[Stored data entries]
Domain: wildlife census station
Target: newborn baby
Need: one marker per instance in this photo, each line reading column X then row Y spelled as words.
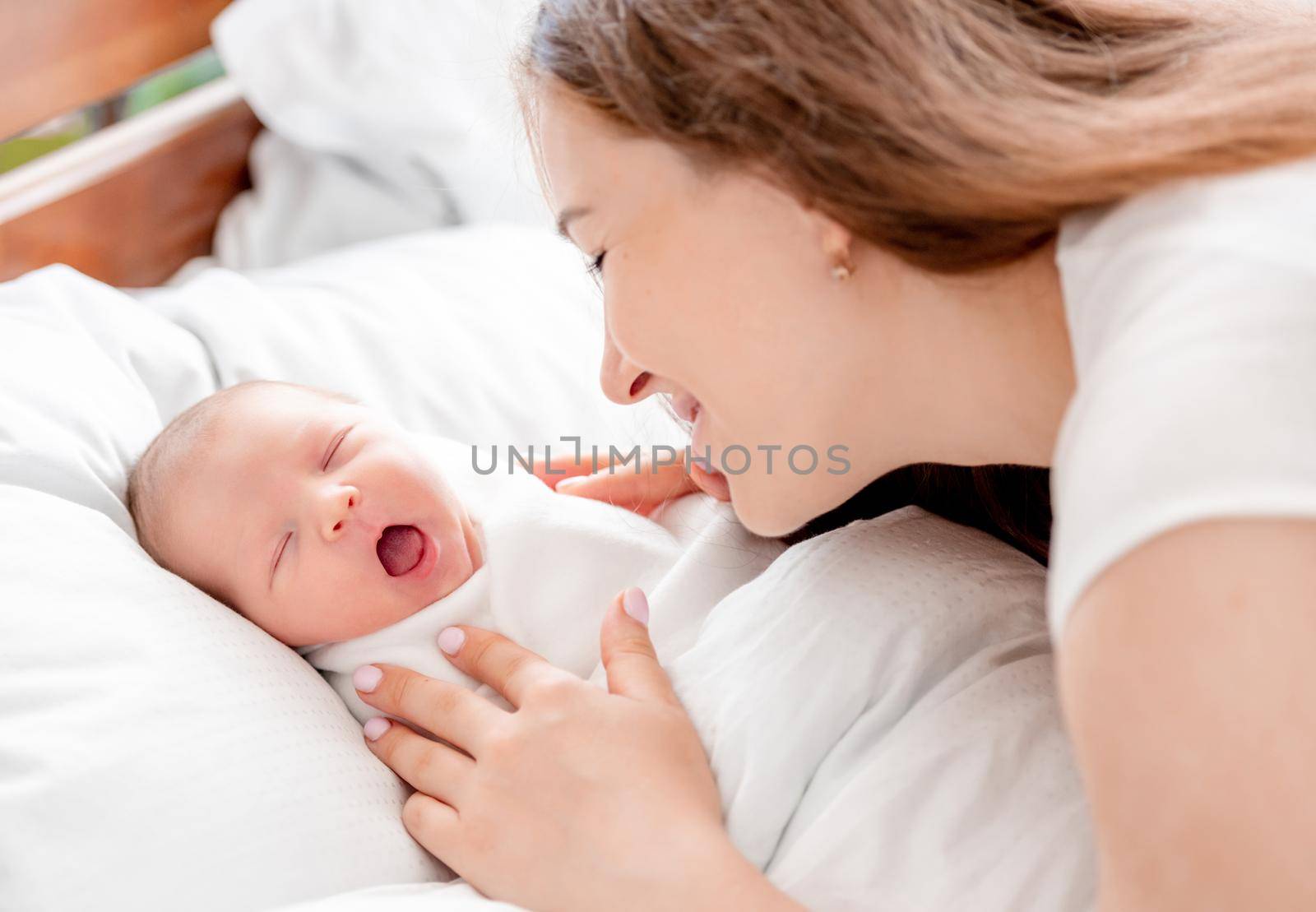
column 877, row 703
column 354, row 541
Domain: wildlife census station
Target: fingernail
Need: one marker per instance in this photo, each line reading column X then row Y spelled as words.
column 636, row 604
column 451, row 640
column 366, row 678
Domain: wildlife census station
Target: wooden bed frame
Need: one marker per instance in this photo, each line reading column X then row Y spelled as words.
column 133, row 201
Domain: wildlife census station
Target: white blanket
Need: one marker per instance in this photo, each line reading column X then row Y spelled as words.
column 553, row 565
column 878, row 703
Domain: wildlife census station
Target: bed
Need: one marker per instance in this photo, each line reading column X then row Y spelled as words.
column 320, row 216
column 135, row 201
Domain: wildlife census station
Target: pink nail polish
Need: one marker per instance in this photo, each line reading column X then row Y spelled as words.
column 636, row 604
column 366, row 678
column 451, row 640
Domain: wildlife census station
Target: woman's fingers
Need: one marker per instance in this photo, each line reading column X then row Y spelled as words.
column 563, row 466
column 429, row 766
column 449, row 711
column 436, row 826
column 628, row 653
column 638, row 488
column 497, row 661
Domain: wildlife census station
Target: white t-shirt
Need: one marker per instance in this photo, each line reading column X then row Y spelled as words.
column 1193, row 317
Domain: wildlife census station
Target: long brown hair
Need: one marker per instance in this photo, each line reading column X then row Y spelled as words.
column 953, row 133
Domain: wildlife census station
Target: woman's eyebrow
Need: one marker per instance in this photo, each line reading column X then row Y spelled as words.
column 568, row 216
==
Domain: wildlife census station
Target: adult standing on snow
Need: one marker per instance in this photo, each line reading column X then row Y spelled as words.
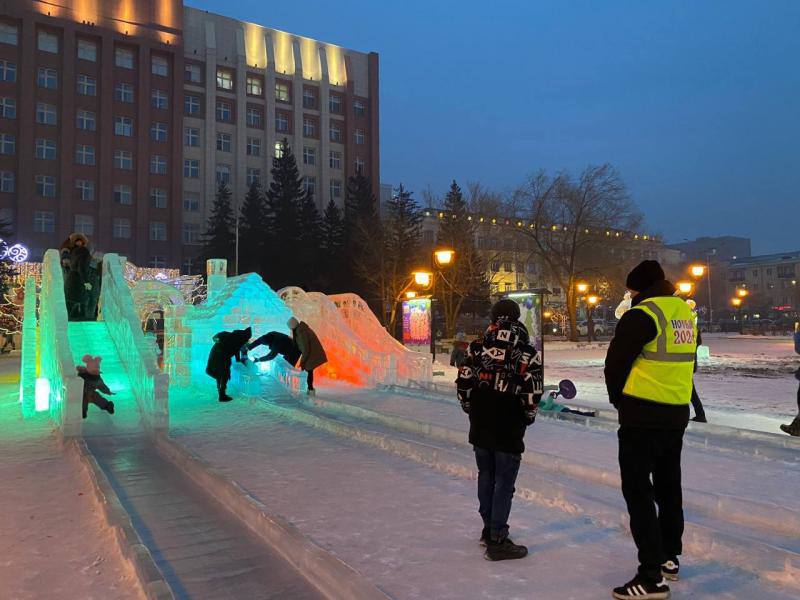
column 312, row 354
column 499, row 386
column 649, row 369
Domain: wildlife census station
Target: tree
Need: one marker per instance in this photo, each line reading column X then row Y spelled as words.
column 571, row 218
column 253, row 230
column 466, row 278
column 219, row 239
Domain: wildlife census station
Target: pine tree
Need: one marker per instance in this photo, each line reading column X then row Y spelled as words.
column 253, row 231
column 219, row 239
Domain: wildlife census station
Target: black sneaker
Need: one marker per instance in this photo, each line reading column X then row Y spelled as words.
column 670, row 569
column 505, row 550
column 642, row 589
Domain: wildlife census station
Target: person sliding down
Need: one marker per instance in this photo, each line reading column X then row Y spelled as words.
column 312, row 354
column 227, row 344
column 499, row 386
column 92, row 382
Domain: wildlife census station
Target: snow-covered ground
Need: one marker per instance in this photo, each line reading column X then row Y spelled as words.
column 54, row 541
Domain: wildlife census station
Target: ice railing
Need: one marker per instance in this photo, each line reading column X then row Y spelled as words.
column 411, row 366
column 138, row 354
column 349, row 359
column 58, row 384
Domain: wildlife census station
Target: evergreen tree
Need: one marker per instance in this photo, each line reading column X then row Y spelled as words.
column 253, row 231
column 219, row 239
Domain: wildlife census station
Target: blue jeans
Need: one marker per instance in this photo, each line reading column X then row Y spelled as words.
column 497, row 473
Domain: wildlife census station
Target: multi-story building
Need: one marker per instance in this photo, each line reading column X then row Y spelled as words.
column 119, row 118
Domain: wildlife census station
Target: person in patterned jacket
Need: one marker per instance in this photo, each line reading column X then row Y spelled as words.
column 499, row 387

▸ THE TASK
Search the entries for the word "woman", then copy every line in which it is found.

▸ FINAL ANSWER
Target: woman's fingers
Target: woman's eyebrow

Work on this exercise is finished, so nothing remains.